» **Latihan 1**: Laporkan setiap baris entri di bawah yang memuat kata "green".

Lihat ke Halaman Asli

Julius Deliawan

https://www.instagram.com/juliusdeliawan/

Mengganti Label Guru “Miskin”, Mungkinkah?

Diperbarui: 24 Juni 2015   03:36

Kompasiana adalah platform blog. Konten ini menjadi tanggung jawab bloger dan tidak mewakili pandangan redaksi Kompas.

Sosbud. Sumber ilustrasi: KOMPAS.com/Pesona Indonesia

Guru hidup dalam paradoks

Guru, bukan hanya sekedar sosok yang dihormati dalam masyarakat, tapi sekaligus dihindari. Banyak paradox yang melingkupinya di masyarakat. Termasuk beragam label yang melengkapi keberadaan profesi yang satu ini. Tetapi meski bagaimanapun juga, guru tetap ada dan dibutuhkan masyarakat dalam berproses membangun keadaban.

Sebagai pengajar, keberadaannya dikaitkan dengan keteladanan. Idiom Jawa menempatkan guru sebagai sosok yang harus “digugu” dan “ditiru”. Dalam terjemahan bebas, saya artikan sebagai sosok yang harus dipercaya dan diteladani. Pada konsep ini seorang guru dituntut memiliki integritas antara kata dan perbuatan.

Posisi demikian, terasa berat untuk disandang oleh siapapun. Sehingga menjadi guru, idealnya melalui proses seleksi yang panjang. Baik dari aspek kompetensi maupun kepribadian. Dilakukan secara akademik maupun social. Sehingga pada gilirannya sosok seperti yang diidiomkan tersebut terpenuhi.

Namun di sisi yang lain, posisi guru yang berat tersebut bersanding dengan pemahaman, bahwa pendidik bukanlah profesi komersil. Pengabdian, demikianlah kata untuk menjelaskan pemahaman tersebut. Sebagai pengabdi, totalitas profesi tersebut berpadanan dengan kata tidak boleh menuntut. Harus ikhlas, tanpa hal tersebut maka ‘kehormatan’ guru dapat runtuh. Hal ini tidak akan menjadi persoalan apabila guru memang tidak ‘dituntut’, namun apabila guru dituntut oleh keadaan dan juga masyarakat? Maka ‘pengabdian’semata bisa menjadi sumber persoalan.

» **Latihan 2**: Ulangi persis bagian teks tentang guru di atas, dari "Posisi demikian, terasa" hingga "menjadi sumber persoalan.", termasuk kedua batas itu.

» **Data Entri**:
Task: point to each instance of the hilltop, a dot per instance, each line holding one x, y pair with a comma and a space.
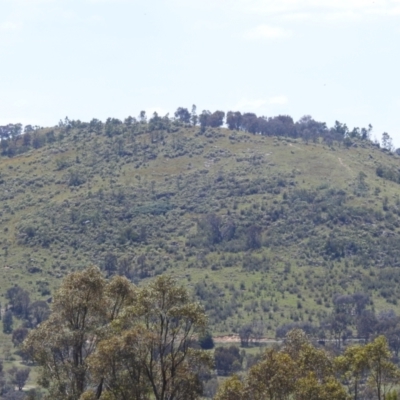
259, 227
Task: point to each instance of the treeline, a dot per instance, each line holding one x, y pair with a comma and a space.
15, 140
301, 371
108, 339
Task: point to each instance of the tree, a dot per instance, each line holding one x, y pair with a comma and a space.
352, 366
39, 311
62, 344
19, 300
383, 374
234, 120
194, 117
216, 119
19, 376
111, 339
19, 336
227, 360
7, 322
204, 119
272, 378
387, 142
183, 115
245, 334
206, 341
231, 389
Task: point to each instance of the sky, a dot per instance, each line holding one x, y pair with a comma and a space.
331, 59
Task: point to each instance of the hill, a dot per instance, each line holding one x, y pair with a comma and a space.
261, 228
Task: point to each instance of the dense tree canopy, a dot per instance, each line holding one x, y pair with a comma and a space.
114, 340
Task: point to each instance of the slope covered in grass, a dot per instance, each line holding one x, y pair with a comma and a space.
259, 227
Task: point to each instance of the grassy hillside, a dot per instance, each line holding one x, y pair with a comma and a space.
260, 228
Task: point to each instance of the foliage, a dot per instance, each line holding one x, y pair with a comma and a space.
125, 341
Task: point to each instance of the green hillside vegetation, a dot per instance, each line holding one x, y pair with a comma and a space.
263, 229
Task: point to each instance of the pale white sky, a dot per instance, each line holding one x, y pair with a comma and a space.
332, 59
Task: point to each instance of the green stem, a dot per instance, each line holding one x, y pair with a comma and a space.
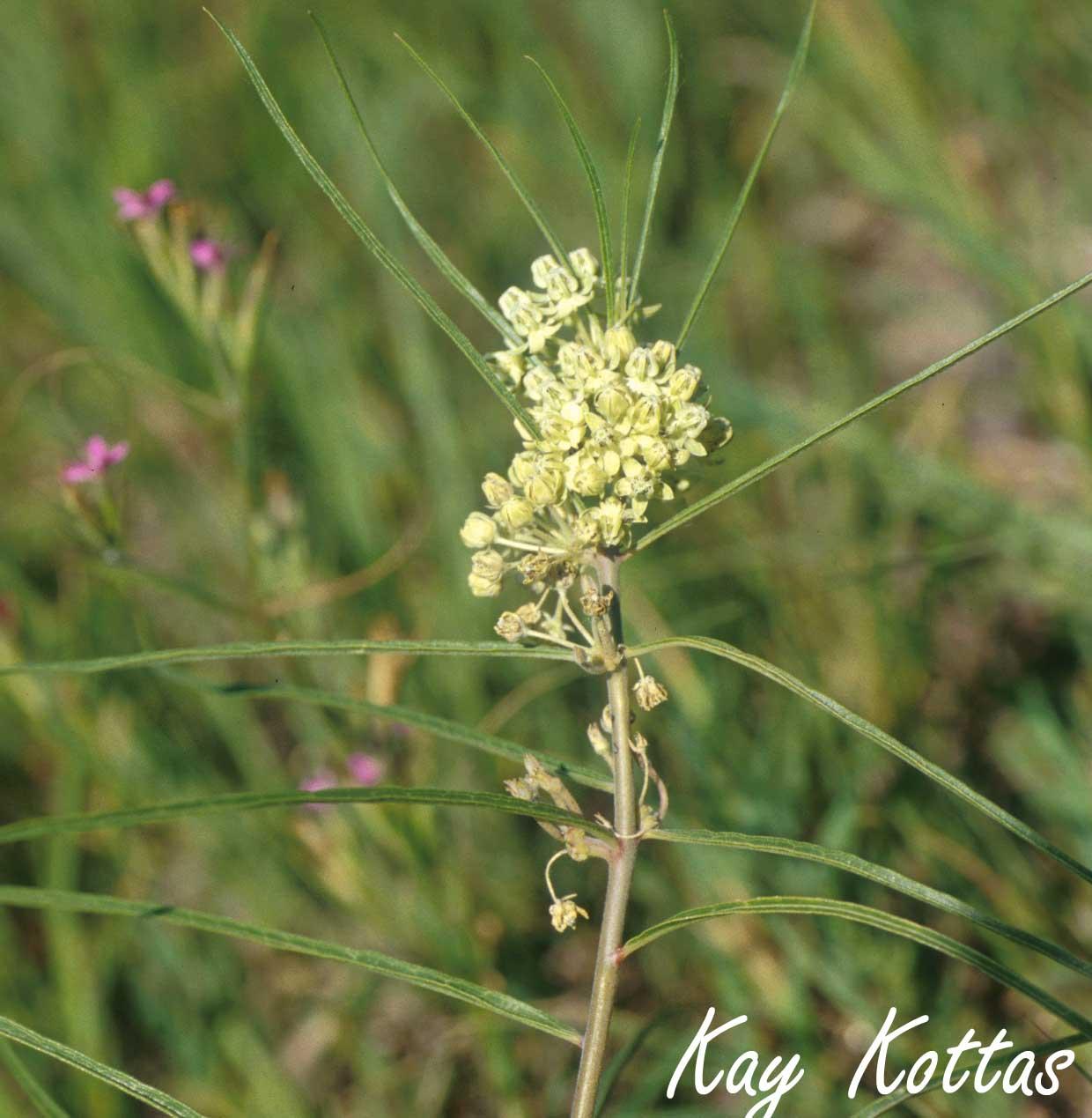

--

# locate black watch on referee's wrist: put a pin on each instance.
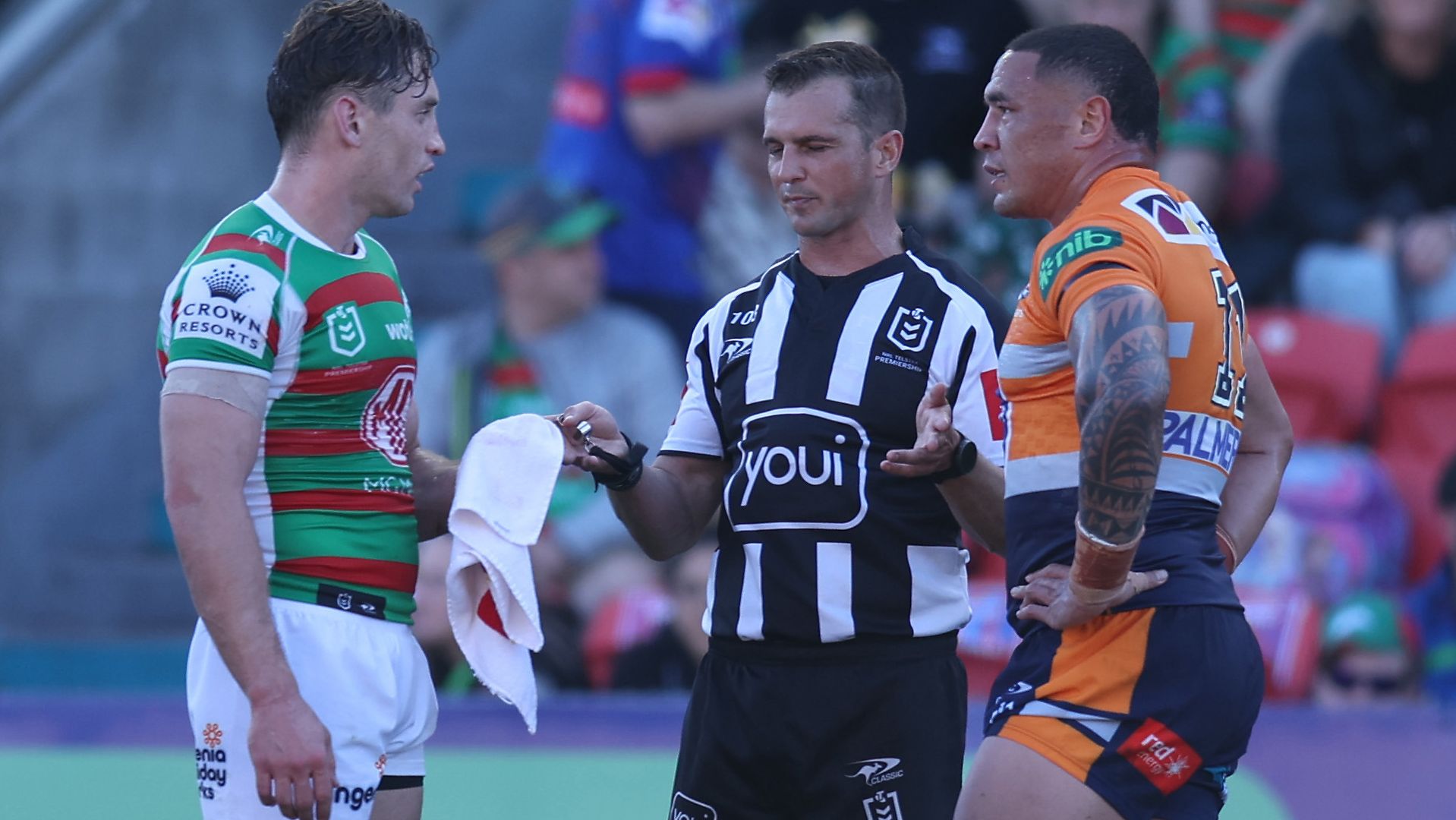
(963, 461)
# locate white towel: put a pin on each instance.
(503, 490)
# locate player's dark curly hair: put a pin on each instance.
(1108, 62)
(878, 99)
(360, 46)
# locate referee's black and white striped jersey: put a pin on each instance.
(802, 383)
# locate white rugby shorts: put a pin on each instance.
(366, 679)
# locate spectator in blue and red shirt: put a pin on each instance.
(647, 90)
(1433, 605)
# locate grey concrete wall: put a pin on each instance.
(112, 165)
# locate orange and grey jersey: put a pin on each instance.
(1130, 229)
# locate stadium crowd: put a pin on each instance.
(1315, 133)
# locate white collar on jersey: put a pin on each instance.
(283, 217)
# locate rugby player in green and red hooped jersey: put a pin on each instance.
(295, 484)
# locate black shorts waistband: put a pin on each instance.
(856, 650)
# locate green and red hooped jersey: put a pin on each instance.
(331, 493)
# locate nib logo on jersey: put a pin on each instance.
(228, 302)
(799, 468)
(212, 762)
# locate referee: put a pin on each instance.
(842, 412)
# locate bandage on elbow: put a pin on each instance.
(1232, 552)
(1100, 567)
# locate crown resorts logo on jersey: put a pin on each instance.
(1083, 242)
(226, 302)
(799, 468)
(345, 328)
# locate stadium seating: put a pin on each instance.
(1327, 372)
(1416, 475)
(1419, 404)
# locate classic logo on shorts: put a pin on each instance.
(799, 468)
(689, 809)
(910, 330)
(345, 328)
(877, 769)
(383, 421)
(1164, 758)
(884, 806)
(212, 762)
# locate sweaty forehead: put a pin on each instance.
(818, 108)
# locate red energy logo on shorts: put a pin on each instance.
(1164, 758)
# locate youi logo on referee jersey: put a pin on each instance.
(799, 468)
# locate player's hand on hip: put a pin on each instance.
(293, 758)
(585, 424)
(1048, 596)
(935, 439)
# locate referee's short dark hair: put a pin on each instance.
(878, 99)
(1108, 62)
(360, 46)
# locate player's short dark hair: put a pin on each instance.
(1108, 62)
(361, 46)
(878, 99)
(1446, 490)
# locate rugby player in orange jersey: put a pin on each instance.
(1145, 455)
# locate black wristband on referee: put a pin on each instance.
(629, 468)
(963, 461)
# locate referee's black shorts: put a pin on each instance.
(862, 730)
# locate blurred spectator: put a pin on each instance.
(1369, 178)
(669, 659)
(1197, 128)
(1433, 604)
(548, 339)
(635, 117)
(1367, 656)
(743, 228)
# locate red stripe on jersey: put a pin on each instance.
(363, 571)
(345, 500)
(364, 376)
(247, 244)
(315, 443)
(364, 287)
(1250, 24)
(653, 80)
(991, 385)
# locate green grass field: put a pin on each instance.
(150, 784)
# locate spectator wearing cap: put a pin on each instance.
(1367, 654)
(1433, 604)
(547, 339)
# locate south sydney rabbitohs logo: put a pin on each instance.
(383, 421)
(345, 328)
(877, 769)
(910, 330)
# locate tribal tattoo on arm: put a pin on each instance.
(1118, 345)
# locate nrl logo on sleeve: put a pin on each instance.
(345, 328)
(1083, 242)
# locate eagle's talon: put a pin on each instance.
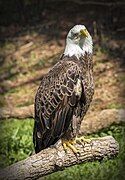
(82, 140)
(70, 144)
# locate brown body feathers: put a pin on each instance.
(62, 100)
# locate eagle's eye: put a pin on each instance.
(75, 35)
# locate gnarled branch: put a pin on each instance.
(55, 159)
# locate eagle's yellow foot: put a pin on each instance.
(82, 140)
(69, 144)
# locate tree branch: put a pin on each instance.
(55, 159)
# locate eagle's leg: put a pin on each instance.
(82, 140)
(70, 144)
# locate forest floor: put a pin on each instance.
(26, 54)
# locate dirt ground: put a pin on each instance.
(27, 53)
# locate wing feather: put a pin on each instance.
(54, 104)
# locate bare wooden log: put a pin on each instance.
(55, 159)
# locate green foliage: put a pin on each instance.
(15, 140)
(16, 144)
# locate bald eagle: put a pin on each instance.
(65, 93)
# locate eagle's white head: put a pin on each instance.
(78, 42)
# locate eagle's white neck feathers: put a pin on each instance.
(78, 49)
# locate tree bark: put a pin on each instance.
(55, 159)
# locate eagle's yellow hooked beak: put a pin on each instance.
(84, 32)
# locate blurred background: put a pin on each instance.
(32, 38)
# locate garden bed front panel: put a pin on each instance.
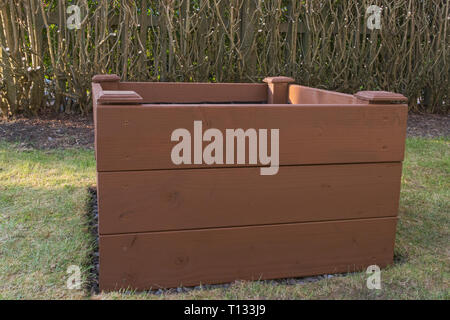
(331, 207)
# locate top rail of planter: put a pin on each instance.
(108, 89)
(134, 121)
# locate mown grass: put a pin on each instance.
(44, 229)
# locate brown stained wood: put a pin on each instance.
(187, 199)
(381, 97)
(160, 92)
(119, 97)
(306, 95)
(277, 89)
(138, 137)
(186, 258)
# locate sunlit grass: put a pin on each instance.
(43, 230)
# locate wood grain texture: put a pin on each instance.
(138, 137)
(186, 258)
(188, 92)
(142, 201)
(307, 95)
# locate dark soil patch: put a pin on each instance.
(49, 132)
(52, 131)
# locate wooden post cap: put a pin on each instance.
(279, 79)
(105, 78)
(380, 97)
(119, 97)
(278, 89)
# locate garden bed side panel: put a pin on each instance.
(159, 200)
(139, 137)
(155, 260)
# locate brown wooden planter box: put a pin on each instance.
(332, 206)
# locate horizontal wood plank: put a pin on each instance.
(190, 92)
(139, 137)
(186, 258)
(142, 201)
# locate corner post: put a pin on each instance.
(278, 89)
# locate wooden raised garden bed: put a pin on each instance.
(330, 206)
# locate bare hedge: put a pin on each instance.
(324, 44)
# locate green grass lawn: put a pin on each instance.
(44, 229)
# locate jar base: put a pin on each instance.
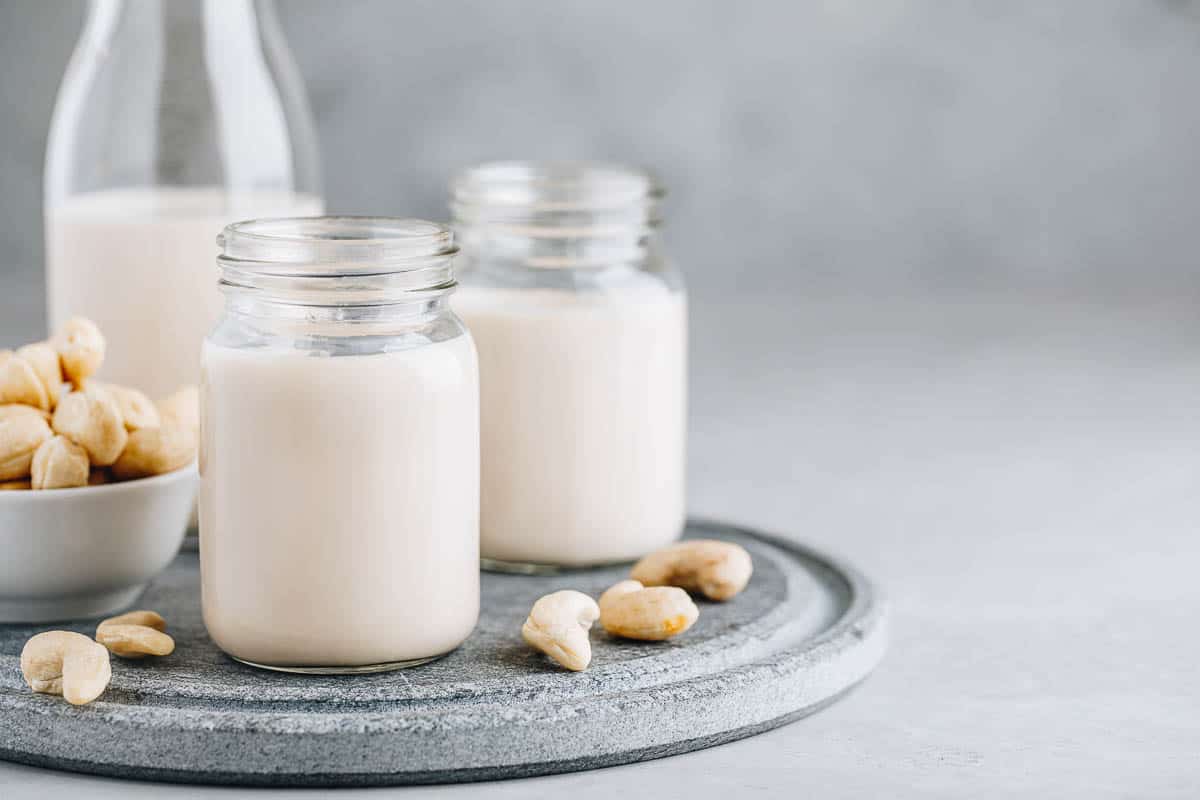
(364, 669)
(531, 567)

--

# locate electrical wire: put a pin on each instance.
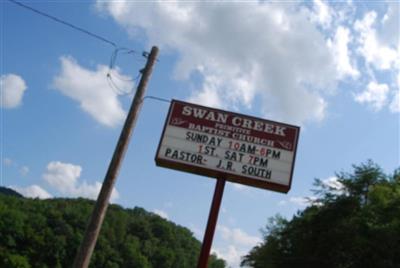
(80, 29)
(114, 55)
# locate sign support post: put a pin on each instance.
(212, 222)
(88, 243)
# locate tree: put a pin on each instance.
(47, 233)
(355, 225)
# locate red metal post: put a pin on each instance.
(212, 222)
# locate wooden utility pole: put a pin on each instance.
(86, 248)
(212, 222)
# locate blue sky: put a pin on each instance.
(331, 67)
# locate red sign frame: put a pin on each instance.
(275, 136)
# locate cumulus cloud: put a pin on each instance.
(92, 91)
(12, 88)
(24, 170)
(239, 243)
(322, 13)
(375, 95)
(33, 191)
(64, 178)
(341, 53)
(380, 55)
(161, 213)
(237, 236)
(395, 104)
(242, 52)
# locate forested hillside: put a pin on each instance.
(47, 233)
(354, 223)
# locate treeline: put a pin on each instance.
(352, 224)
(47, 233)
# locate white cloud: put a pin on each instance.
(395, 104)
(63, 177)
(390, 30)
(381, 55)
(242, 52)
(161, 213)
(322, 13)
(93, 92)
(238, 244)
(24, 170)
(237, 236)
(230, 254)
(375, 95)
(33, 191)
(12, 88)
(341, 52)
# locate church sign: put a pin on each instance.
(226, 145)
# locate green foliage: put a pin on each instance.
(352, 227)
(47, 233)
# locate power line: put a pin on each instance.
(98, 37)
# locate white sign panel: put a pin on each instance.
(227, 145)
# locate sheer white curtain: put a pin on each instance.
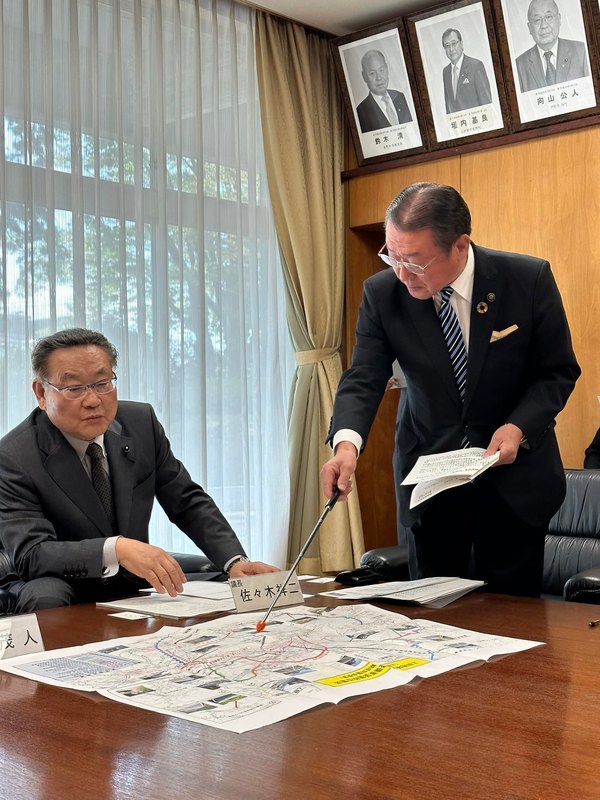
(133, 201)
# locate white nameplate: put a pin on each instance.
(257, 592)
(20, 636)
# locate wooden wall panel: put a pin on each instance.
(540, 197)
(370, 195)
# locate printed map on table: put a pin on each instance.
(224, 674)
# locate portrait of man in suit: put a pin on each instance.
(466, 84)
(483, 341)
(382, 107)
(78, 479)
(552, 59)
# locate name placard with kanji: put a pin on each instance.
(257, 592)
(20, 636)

» **Jawaban Tertulis 1**:
Task: point to each instance of the green hillside vegetation, a dot per instance, each line holding one x, y pair with a comma and a space.
Task: point to each instance of the green stem, a dot per instance, each line holding one x, y pair with a comma and a space.
# locate rugby player in green and red hooped jersey: put a pin on each instance.
# locate green and red hooped jersey: put a pin on each instance.
# locate green grass field: put a pin on each instance.
# locate green foliage: put a pin on each instance.
# locate green grass lawn: put a pin on each instance.
# locate green foliage: put a pin on each instance.

» **Jawaban Tertulis 2**:
Posisi demikian, terasa berat untuk disandang oleh siapapun. Sehingga menjadi guru, idealnya melalui proses seleksi yang panjang. Baik dari aspek kompetensi maupun kepribadian. Dilakukan secara akademik maupun social. Sehingga pada gilirannya sosok seperti yang diidiomkan tersebut terpenuhi.

Namun di sisi yang lain, posisi guru yang berat tersebut bersanding dengan pemahaman, bahwa pendidik bukanlah profesi komersil. Pengabdian, demikianlah kata untuk menjelaskan pemahaman tersebut. Sebagai pengabdi, totalitas profesi tersebut berpadanan dengan kata tidak boleh menuntut. Harus ikhlas, tanpa hal tersebut maka ‘kehormatan’ guru dapat runtuh. Hal ini tidak akan menjadi persoalan apabila guru memang tidak ‘dituntut’, namun apabila guru dituntut oleh keadaan dan juga masyarakat? Maka ‘pengabdian’semata bisa menjadi sumber persoalan.